DATA SUPPLIED
_ _ _

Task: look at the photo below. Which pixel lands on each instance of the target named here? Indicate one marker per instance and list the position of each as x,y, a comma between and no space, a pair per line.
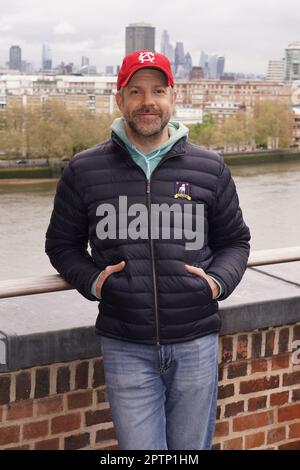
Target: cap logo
146,57
182,190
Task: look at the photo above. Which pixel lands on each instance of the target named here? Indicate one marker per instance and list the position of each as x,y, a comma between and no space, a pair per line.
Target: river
269,196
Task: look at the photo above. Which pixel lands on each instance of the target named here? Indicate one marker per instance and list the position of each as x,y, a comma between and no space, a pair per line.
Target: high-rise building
85,61
179,54
275,71
140,36
220,66
166,47
46,57
292,60
109,70
212,64
15,58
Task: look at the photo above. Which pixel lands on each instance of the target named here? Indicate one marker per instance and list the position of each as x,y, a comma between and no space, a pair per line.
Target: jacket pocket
106,286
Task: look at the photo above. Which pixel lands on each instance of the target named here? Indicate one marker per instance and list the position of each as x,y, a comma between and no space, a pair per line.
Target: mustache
147,111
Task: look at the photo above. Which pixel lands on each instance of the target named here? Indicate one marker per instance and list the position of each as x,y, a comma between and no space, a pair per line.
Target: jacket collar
178,149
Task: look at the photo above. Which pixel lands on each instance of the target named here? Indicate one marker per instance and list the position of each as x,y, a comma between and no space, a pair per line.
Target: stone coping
57,327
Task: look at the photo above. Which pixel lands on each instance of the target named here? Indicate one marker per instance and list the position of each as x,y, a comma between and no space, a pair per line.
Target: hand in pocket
114,268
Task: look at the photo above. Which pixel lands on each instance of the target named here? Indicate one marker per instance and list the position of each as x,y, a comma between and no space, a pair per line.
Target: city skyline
247,38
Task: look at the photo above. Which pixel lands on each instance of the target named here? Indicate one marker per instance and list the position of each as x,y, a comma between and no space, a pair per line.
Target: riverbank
254,158
54,170
12,181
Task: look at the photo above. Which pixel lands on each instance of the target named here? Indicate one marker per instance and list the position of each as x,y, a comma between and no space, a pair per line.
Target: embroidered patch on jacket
182,189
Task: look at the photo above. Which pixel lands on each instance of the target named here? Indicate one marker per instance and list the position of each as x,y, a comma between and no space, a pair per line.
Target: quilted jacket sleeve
67,236
228,236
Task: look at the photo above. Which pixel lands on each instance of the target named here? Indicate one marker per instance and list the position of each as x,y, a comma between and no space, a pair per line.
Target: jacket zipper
153,263
154,279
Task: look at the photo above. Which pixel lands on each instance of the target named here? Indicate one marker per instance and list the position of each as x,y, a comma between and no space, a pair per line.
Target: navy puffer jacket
154,299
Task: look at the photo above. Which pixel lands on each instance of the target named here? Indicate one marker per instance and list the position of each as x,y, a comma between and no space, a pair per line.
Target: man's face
147,102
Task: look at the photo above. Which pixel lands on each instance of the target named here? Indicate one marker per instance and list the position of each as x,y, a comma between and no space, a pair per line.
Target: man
158,314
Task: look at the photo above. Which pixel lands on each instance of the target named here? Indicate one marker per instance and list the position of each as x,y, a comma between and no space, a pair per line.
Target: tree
271,123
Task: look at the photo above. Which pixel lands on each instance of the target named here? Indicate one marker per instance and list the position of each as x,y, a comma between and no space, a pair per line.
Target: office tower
220,66
109,70
140,36
85,61
15,58
212,64
275,71
179,54
166,47
292,60
46,57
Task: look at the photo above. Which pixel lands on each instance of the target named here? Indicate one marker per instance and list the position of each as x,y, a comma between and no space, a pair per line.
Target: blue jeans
162,399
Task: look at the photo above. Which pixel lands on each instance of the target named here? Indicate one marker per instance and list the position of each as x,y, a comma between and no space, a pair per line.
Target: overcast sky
248,32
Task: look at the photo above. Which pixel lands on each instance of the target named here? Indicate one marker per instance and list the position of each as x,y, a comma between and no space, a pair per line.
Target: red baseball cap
143,59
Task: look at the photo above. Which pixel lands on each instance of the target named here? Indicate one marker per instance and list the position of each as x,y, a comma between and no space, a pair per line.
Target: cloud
64,28
248,32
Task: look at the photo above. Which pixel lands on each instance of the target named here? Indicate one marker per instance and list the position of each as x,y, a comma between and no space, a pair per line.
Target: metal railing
55,283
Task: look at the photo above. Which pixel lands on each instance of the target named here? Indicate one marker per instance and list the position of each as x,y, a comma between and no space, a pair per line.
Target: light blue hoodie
149,161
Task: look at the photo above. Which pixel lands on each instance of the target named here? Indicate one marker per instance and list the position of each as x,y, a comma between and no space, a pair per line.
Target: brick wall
259,391
64,406
60,406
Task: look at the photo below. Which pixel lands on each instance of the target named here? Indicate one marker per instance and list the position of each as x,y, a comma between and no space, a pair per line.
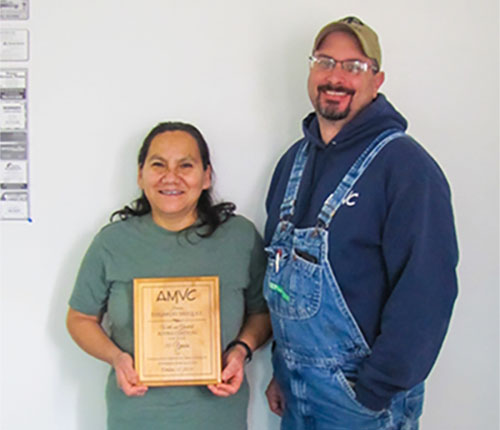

_ _ _

PROBLEM TO SOLVE
Gather every line in the rows above that contains the string "blue", and copy each one in full. Case counts.

THE RESULT
Target: blue jeans
Target: light blue hoodie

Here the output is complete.